>>
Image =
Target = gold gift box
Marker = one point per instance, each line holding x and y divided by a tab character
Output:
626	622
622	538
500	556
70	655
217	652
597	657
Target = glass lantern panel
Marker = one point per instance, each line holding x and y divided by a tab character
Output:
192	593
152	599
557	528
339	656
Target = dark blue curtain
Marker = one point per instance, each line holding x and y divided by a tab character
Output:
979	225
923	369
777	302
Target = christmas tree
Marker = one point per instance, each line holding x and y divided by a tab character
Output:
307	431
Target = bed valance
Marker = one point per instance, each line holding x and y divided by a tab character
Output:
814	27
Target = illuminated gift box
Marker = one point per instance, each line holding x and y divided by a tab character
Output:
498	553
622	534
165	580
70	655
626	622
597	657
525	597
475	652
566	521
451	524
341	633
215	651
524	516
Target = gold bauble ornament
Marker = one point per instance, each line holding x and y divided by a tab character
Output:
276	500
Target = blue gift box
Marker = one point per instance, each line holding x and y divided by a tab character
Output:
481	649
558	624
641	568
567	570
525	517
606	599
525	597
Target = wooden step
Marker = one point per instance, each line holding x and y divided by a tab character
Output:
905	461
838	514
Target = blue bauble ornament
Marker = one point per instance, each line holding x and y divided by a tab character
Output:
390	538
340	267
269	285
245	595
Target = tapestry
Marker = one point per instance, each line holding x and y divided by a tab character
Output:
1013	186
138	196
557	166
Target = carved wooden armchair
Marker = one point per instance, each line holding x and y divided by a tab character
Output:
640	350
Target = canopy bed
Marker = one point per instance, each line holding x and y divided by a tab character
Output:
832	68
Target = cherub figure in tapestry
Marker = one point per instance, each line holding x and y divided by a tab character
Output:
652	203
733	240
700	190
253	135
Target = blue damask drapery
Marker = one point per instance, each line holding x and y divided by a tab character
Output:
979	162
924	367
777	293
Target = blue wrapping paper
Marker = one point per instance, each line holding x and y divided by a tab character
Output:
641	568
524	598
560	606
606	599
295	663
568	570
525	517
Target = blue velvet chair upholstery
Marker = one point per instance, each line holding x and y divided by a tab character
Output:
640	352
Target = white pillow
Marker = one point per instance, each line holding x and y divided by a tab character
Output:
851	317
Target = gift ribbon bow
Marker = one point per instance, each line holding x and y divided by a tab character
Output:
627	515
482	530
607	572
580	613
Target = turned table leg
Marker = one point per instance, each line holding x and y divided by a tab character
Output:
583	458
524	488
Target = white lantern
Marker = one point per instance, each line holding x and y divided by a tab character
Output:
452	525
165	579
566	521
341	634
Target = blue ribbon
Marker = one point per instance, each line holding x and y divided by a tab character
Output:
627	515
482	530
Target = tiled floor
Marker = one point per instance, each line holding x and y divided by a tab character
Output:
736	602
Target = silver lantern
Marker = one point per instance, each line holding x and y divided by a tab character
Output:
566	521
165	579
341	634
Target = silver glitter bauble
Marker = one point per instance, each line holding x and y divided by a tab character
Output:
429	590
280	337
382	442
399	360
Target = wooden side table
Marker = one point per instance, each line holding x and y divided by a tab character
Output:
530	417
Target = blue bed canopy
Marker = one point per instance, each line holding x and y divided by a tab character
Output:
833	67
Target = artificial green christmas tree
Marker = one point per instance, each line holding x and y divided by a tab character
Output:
<<
▶ _Task_: Please repeat all of the rows above verbatim, keeping them in their original order.

▶ _Solution for this problem_:
Image =
Target = gold gift box
Marker = one point per instance, each line holding x and y divided by a tab character
Output:
626	622
622	538
500	556
70	655
217	652
597	657
Target = glass lantern panel
Marker = one point per instance, each line holding x and y divided by a tab character
Output:
192	593
152	599
557	528
339	656
Target = dark blue curtain
Marker = one point per instance, each line holding x and y divided by a tab character
Output:
979	225
923	369
777	302
Target = christmas tree
Marker = one point per instance, each line holding x and y divided by a tab character
Output:
307	431
Target = bed valance
Marker = one point per instance, each line holding x and y divided by a tab character
Output:
814	27
Target = illuminated gift box
Marker = one point per instance, each line holding x and y divided by a tab character
Output:
498	553
622	534
165	580
70	655
626	622
597	657
525	597
475	652
566	521
451	524
341	633
215	651
524	516
Target = gold bauble ornament
Marker = one point per instance, each line holding x and y divided by a tab character
Output:
276	500
Target = blue gift box
Marker = one point per instance, each line holding x and y divided by a tab character
Output:
481	649
558	624
641	568
567	570
525	517
606	599
525	597
Target = wooden step
Marker = one point per instance, each line holding x and y divided by a tab character
Output:
905	461
838	514
Target = blue bauble ornament
Marker = one point per instance, each line holding x and y divided by a tab character
Output:
390	538
340	267
269	285
245	595
Target = tapestry
Marker = one point per instance, each line holding x and y divided by a tab character
Output:
1013	186
138	196
557	166
Target = carved wooden armchair
Marker = one point per instance, each line holding x and y divided by a tab character
Output:
640	350
Target = canopy bed
Marker = one point per instance, each line holding x and y divided by a tab character
Output:
832	68
Target = cherub figure in tapestry
Marker = one point per instance, each line holding x and y divided by a tab character
Output:
652	203
733	240
700	190
253	135
Target = blue damask drapery
Marker = one point per instance, each line holding x and y divided by a tab character
Output:
979	162
924	367
777	293
Target = blue wrapping paper
Marker = one point per instance, each line holding x and y divided by a tab character
Output:
641	568
524	598
560	606
606	599
295	663
568	570
525	517
Target = blue velvet chair upholstery
Marker = one point per instance, each line holding x and y divided by a tab character
Output:
640	352
Target = white pillow
Marker = one point per instance, each line holding x and y divided by a tab character
Output:
851	317
Target = gift ribbon bow
Marker = one point per instance, each line holding x and y divided by a tab character
Output:
627	515
482	530
607	572
580	613
Target = turned table leg
Marker = one point per instance, each line holding x and y divided by a tab character
Output:
583	458
524	488
Target = white lantern
Marker = one point per instance, each line holding x and y divided by a tab character
Output:
452	525
165	579
566	521
341	634
Target = blue ribbon
Marker = one point per instance, each line holding x and y divided by a tab character
Output:
627	515
482	530
Target = tiled floor
Marker = one point per instance, each line holding x and y divided by a tab character
Output:
736	602
Target = silver lantern
Marker = one point per instance, each line holding x and y divided by a tab character
Output:
566	521
165	579
341	634
Target = silver glitter bauble
Marker = one point per instance, each line holding x and y divided by a tab character
Output:
429	590
280	337
382	442
399	360
Target = wooden side table
Marker = one point per instance, each line holding x and y divided by a tab character
Output:
530	417
Target = blue bed canopy
Marker = one point per instance, each line holding x and y divided by a tab character
Output:
833	67
Target = artificial green christmas tree
Marker = one point per instance, each line holding x and y divided by a tab character
Output:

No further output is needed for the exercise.